Answer these three questions about the letter, numbering your answers to match:
1. Who is named as the county School Superintendent?
2. What size was the bruise on the boy's buttocks?
3. In how many states have legislators banned paddling and other forms of physical punishment?

## Given text:
*****

Dr. Robert Fathman's letter to The Savannah Morning News of December 15, 1998EDITOR:
How sad that the county School Superintendent, Jim Paul Poole, states that there was nothing wrong with a principal hitting a student with a board so hard that a bruise 10 inches by 6 inches was inflicted on the boy's buttocks! [12/15/98] The Board of Education should overrule the superintendent on this, and discipline the discipliner. More importantly, the Board should protect the children in this school system by voting to prohibit corporal punishment, allowing physical force to be used only for the protection of persons or property.
More than half the children in Georgia now attend schools where more humane disciplinary techniques are used. Legislators in 27 states have banned paddling and other forms of physical punishment, and school boards in 12 of the remaining states have banned in sufficient numbers that more than half the children can go to school in the morning without fear of being struck by teachers. School corporal punishment is opposed by the American Medical and Bar Associations, the National Association of Elementary School Principals, The National PTA, the American Academy of Pediatrics, the NAACP, and the American Association of State Boards of Education. It is no longer used in any country in Europe, and has been banned in all countries of Central and South American, China and Japan.

*****

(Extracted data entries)

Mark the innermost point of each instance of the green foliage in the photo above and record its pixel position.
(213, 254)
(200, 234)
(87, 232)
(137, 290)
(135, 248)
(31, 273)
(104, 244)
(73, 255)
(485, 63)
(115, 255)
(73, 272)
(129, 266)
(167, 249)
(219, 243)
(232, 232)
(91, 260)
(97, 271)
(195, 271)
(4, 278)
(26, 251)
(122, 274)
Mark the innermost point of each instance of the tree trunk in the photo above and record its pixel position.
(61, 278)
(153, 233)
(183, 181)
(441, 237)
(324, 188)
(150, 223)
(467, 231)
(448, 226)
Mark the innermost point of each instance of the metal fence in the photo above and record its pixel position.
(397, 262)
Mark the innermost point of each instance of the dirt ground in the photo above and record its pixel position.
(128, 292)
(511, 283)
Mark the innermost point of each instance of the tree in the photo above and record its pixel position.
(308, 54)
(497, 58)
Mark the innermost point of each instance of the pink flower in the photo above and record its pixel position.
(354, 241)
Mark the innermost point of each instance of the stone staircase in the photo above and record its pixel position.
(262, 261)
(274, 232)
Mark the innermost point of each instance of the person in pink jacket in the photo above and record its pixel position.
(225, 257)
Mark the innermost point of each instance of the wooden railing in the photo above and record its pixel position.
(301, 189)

*****

## Reply to the exercise:
1. Jim Paul Poole
2. 10 inches by 6 inches
3. 27